**Quoted passage**
Toronto 2025 Review: THE CURRENTS, Oblique and Tactile Nightmare

At the peak of her career, Catalina (or Cata, or Lina, depending on what social context she is in) appears to have it all: a successful career, a tasteful modern home, a sensitive, engaged husband, and a beautiful young daughter.
 
We are introduced to her receiving a prestigious award at a daytime office party in Switzerland for her work in design and fashion. She is the woman of the hour, but you can instantly sense her discomfort.
 
She exits to the bathroom, tosses the faceted glass brick of an award into the bin, and escapes. Wandering silently around the wintry city streets, window shopping, wilfully getting lost on cobblestone streets, without any fuss, she throws herself off a bridge into the river.
Shot with a wonderfully long lens at a great distance, with Cata being little more than ant-sized in the frame, it is the first, and perhaps most powerful, scene in a film that traffics in thoughtful visual storytelling. The Currents gently brings the audience into Lina’s uncertain headspace, and lets them experience her mental state though the lens of quiet observation and integrated personal experience. 


 
After being efficiently rescued from the icy waters by local authorities, and transported to the hospital wrapped in a gold foil heat blanket, Catalina heads back to the hotel to prepare for her flight home to Argentina. In the hotel bathroom, she discovers that she is acutely afraid of the water. She cannot shower, wash her hands, or do anything, really.

Never mining the situation for horror or humour, but still keeping things in the key of nightmare, Milagros Mumenthaler’s direction is resolute in remaining oblique, observational, and very tactile. There is something intrinsically sensual about long hair resting on fabric surfaces, being lathered with soap, or floating in the sink.
 
Catalina develops a rash from the lack of cleaning, and resorts to her hairdresser having to put her unconscious with anaesthetic gas to do one of life's most basic tasks: personal hygiene. The score, which often resembles Ennio Morricone’s ‘pocket watch sequences’ from A Few Dollars More, is equally effective as a low-level anxiety metronome.



The Currents is a film about fear and shame. Outside its signature and powerful opening scene, which at first appears to be about career imposters syndrome, the main focus of the film is to lean more into the mundane aspects of a working mom living in her Buenos Aires.
 
Basic tasks become monumental, and the smallest of innocent of comments, from her husband or he daughter have the feeling of accusation and blame, or the dread of being caught out in her deceit. Refusing to confide in anyone about her irrational phobia, is eating her alive. 

There are other visuals of suicide and reverie that further colour in the underlying trauma of her past. That this is made explicit, in the last act of the film the film, is kind of surprising given how confident Mumenthaler is over the course of the film in simply letting us discover the moment with Lina, and graft on what the cause might be.

**Task list**
1. Please shorten the paragraph of the review of The Currents that begins "After being efficiently rescued" while keeping its main facts.
2. According to the review of The Currents, in which country does Catalina receive her design and fashion award?
3. Go on with the review of The Currents, starting after its final sentence.

Stored records:

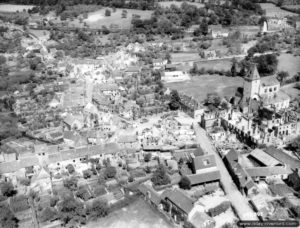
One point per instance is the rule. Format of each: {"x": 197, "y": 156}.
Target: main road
{"x": 238, "y": 201}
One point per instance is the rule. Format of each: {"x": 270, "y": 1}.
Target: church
{"x": 262, "y": 91}
{"x": 263, "y": 114}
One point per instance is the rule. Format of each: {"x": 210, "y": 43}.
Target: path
{"x": 238, "y": 201}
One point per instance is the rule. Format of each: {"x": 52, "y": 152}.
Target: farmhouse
{"x": 175, "y": 76}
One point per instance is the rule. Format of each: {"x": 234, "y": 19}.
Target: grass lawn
{"x": 200, "y": 86}
{"x": 272, "y": 10}
{"x": 169, "y": 3}
{"x": 289, "y": 63}
{"x": 223, "y": 64}
{"x": 14, "y": 8}
{"x": 98, "y": 19}
{"x": 137, "y": 215}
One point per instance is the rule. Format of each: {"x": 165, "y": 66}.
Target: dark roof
{"x": 204, "y": 177}
{"x": 19, "y": 203}
{"x": 283, "y": 157}
{"x": 178, "y": 198}
{"x": 232, "y": 155}
{"x": 205, "y": 161}
{"x": 150, "y": 192}
{"x": 252, "y": 74}
{"x": 267, "y": 171}
{"x": 264, "y": 158}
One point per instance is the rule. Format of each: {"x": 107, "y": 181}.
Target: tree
{"x": 72, "y": 212}
{"x": 2, "y": 59}
{"x": 295, "y": 146}
{"x": 266, "y": 64}
{"x": 7, "y": 218}
{"x": 110, "y": 172}
{"x": 147, "y": 157}
{"x": 99, "y": 209}
{"x": 107, "y": 13}
{"x": 204, "y": 27}
{"x": 71, "y": 183}
{"x": 70, "y": 168}
{"x": 175, "y": 100}
{"x": 282, "y": 75}
{"x": 160, "y": 176}
{"x": 48, "y": 214}
{"x": 7, "y": 189}
{"x": 25, "y": 181}
{"x": 87, "y": 173}
{"x": 185, "y": 183}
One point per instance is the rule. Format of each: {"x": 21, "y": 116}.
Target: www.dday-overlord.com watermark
{"x": 268, "y": 223}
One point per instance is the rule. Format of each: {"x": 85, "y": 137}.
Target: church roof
{"x": 252, "y": 73}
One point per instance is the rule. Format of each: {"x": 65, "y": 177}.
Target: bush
{"x": 219, "y": 209}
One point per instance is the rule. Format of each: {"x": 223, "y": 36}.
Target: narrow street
{"x": 238, "y": 201}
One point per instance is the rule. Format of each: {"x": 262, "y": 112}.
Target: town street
{"x": 238, "y": 201}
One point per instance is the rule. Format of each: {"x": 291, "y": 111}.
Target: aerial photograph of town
{"x": 149, "y": 113}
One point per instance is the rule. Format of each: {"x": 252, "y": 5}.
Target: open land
{"x": 169, "y": 3}
{"x": 14, "y": 8}
{"x": 272, "y": 10}
{"x": 98, "y": 19}
{"x": 137, "y": 215}
{"x": 224, "y": 86}
{"x": 223, "y": 64}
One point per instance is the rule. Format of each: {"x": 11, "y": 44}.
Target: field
{"x": 137, "y": 215}
{"x": 14, "y": 8}
{"x": 289, "y": 63}
{"x": 98, "y": 19}
{"x": 224, "y": 64}
{"x": 169, "y": 3}
{"x": 272, "y": 10}
{"x": 199, "y": 86}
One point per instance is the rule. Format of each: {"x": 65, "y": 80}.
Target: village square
{"x": 149, "y": 113}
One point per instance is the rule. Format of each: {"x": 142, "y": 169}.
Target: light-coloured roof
{"x": 269, "y": 81}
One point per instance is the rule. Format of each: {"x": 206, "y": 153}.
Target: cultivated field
{"x": 14, "y": 8}
{"x": 223, "y": 64}
{"x": 98, "y": 19}
{"x": 289, "y": 63}
{"x": 169, "y": 3}
{"x": 272, "y": 10}
{"x": 137, "y": 215}
{"x": 200, "y": 86}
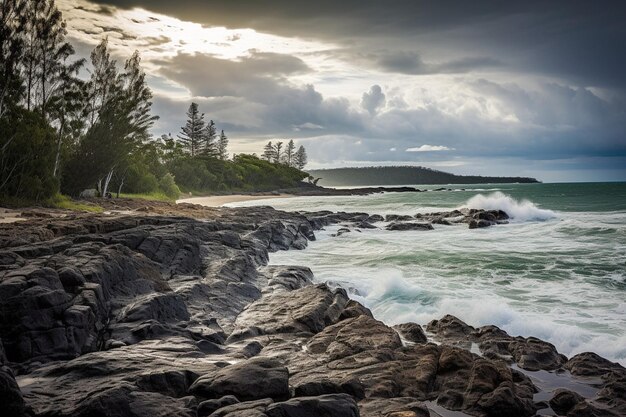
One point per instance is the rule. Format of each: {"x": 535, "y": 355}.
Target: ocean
{"x": 557, "y": 271}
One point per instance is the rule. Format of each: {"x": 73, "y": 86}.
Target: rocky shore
{"x": 172, "y": 310}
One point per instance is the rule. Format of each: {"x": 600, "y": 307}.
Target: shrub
{"x": 168, "y": 186}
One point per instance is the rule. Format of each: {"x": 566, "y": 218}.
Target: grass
{"x": 64, "y": 202}
{"x": 154, "y": 196}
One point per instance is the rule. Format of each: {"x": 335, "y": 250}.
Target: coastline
{"x": 221, "y": 200}
{"x": 140, "y": 325}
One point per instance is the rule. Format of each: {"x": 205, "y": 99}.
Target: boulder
{"x": 252, "y": 379}
{"x": 411, "y": 332}
{"x": 409, "y": 226}
{"x": 332, "y": 405}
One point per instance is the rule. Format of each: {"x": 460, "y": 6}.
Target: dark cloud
{"x": 373, "y": 99}
{"x": 534, "y": 80}
{"x": 579, "y": 40}
{"x": 408, "y": 62}
{"x": 268, "y": 103}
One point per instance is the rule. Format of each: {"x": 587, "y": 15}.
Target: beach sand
{"x": 220, "y": 200}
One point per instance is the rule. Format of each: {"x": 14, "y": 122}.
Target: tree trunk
{"x": 119, "y": 189}
{"x": 59, "y": 142}
{"x": 106, "y": 183}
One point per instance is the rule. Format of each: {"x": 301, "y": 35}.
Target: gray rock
{"x": 206, "y": 408}
{"x": 248, "y": 380}
{"x": 333, "y": 405}
{"x": 409, "y": 226}
{"x": 411, "y": 331}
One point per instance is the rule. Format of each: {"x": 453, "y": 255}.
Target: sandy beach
{"x": 220, "y": 200}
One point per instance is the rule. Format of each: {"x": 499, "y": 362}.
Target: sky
{"x": 533, "y": 88}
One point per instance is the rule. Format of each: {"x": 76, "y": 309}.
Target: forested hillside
{"x": 71, "y": 125}
{"x": 402, "y": 175}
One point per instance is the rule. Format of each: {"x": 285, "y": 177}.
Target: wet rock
{"x": 563, "y": 401}
{"x": 206, "y": 408}
{"x": 480, "y": 224}
{"x": 412, "y": 332}
{"x": 308, "y": 310}
{"x": 352, "y": 336}
{"x": 450, "y": 327}
{"x": 248, "y": 380}
{"x": 409, "y": 226}
{"x": 394, "y": 407}
{"x": 317, "y": 387}
{"x": 244, "y": 409}
{"x": 332, "y": 405}
{"x": 10, "y": 394}
{"x": 398, "y": 218}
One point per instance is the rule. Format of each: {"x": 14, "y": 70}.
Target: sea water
{"x": 557, "y": 271}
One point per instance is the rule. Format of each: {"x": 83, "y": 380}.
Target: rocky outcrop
{"x": 148, "y": 315}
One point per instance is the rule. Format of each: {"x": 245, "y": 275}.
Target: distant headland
{"x": 402, "y": 175}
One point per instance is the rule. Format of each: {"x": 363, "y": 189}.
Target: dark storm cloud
{"x": 268, "y": 103}
{"x": 408, "y": 62}
{"x": 581, "y": 41}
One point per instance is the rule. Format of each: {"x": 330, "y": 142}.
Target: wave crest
{"x": 520, "y": 210}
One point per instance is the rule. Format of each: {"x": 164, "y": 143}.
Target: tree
{"x": 210, "y": 147}
{"x": 269, "y": 152}
{"x": 278, "y": 153}
{"x": 52, "y": 53}
{"x": 223, "y": 146}
{"x": 121, "y": 105}
{"x": 12, "y": 28}
{"x": 193, "y": 133}
{"x": 300, "y": 158}
{"x": 290, "y": 151}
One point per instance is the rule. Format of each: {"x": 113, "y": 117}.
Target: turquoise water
{"x": 557, "y": 271}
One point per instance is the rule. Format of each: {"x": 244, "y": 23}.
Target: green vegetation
{"x": 60, "y": 133}
{"x": 65, "y": 202}
{"x": 403, "y": 175}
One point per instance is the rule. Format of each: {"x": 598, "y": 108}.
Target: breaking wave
{"x": 520, "y": 210}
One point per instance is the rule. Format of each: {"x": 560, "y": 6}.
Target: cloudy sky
{"x": 471, "y": 87}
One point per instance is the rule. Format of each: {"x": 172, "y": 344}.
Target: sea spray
{"x": 523, "y": 210}
{"x": 562, "y": 281}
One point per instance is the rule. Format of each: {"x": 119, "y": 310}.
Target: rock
{"x": 412, "y": 332}
{"x": 332, "y": 405}
{"x": 394, "y": 407}
{"x": 397, "y": 218}
{"x": 375, "y": 218}
{"x": 563, "y": 401}
{"x": 125, "y": 400}
{"x": 479, "y": 224}
{"x": 309, "y": 310}
{"x": 206, "y": 408}
{"x": 409, "y": 226}
{"x": 10, "y": 394}
{"x": 244, "y": 409}
{"x": 352, "y": 387}
{"x": 341, "y": 231}
{"x": 89, "y": 193}
{"x": 450, "y": 327}
{"x": 248, "y": 380}
{"x": 352, "y": 336}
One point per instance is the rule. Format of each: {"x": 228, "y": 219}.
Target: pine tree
{"x": 278, "y": 153}
{"x": 209, "y": 146}
{"x": 223, "y": 146}
{"x": 13, "y": 18}
{"x": 193, "y": 133}
{"x": 52, "y": 53}
{"x": 103, "y": 83}
{"x": 268, "y": 152}
{"x": 290, "y": 151}
{"x": 300, "y": 158}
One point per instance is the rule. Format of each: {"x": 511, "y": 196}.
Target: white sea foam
{"x": 560, "y": 281}
{"x": 522, "y": 210}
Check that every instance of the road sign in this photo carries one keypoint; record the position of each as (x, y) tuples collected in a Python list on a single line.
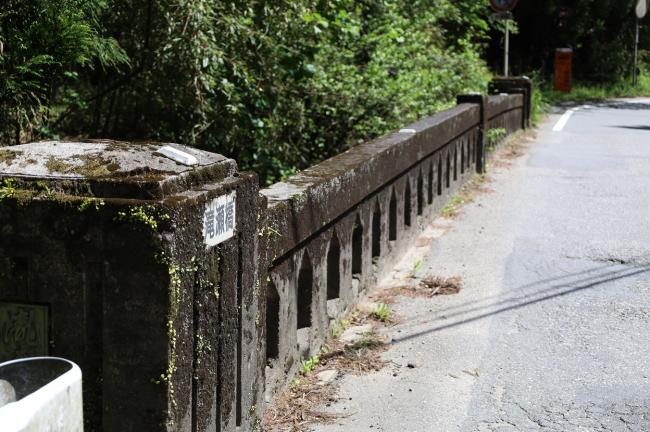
[(641, 8), (500, 16), (503, 5)]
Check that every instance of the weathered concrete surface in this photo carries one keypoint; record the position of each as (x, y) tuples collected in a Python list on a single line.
[(552, 328)]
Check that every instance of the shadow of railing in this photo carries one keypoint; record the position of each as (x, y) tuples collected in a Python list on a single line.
[(556, 290)]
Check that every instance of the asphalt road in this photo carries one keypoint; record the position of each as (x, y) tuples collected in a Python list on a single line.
[(551, 330)]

**Solved problems**
1. Local authorities pull Catalina from the icy river and take her to the hospital in a gold foil heat blanket. Back at her hotel, preparing to fly home to Argentina, she finds in the bathroom that she is acutely afraid of water and can't shower, wash her hands, or do much of anything.

2. Switzerland.

3.
Anxieties around mothers and motherhood was not probably not a completely necessary thing to double or triple underscore, given how good the mood and narrative are at doing the work here. An obvious point of comparison is Todd Haynes' Safe, which is high praise given my opinion that it is one of the greatest indie films from 1990s America, or the opening surface-touching-ick chapter of Soderbergh's Contagion. Both of those films are tonally far more apocalyptic in execution, compared to the more grounded quietyly domestic and professional settings of The Currents.



One sequence which is a particular standout involves Cata and her daughter taking a respite in an urban lighthouse at the top of their condominium. The rotating lens bathes them both in light, reminiscent to the gold foil of the rescue blanket in Sweden.
 
This moment leads into a montage showing everyone in Catalina’s various social circles going about their daily lives without apprehension or impending dread, enjoying the small pleasures the city and its denizens has to offer. Is it Lina's fantasy, or is it a moment of acute extra-sensory power? It visually represents a the exceptional show-don't-tell ethos of the film. 

Either way you read it, it is an extremely well done contrast to the mood of the rest of the film. The cleansing lantern suggests that despite her ongoing mental struggles, her fear that she can never go back to her normal domestic and professional life, there are, nonetheless, moments of ecstatic caress that can be a balm in the cold, modern world.



In spite of its obvious psychological hook and big-cinema opening sequence, this is a film for everyone. Slow, portentous, and dwelling on the nuts and bolts of coping with ordinary aspects of life in an extraordinary situation, at the heart of the exceptional filmmaking on display is a complex lead performance from Isabel Aimé González-Sola, who plays Lina, Cata, and Catalina in different registers. 
 
The Currents respects and rewards its audience in a myriad of ways that I found invigorating. It is better than a cold plunge.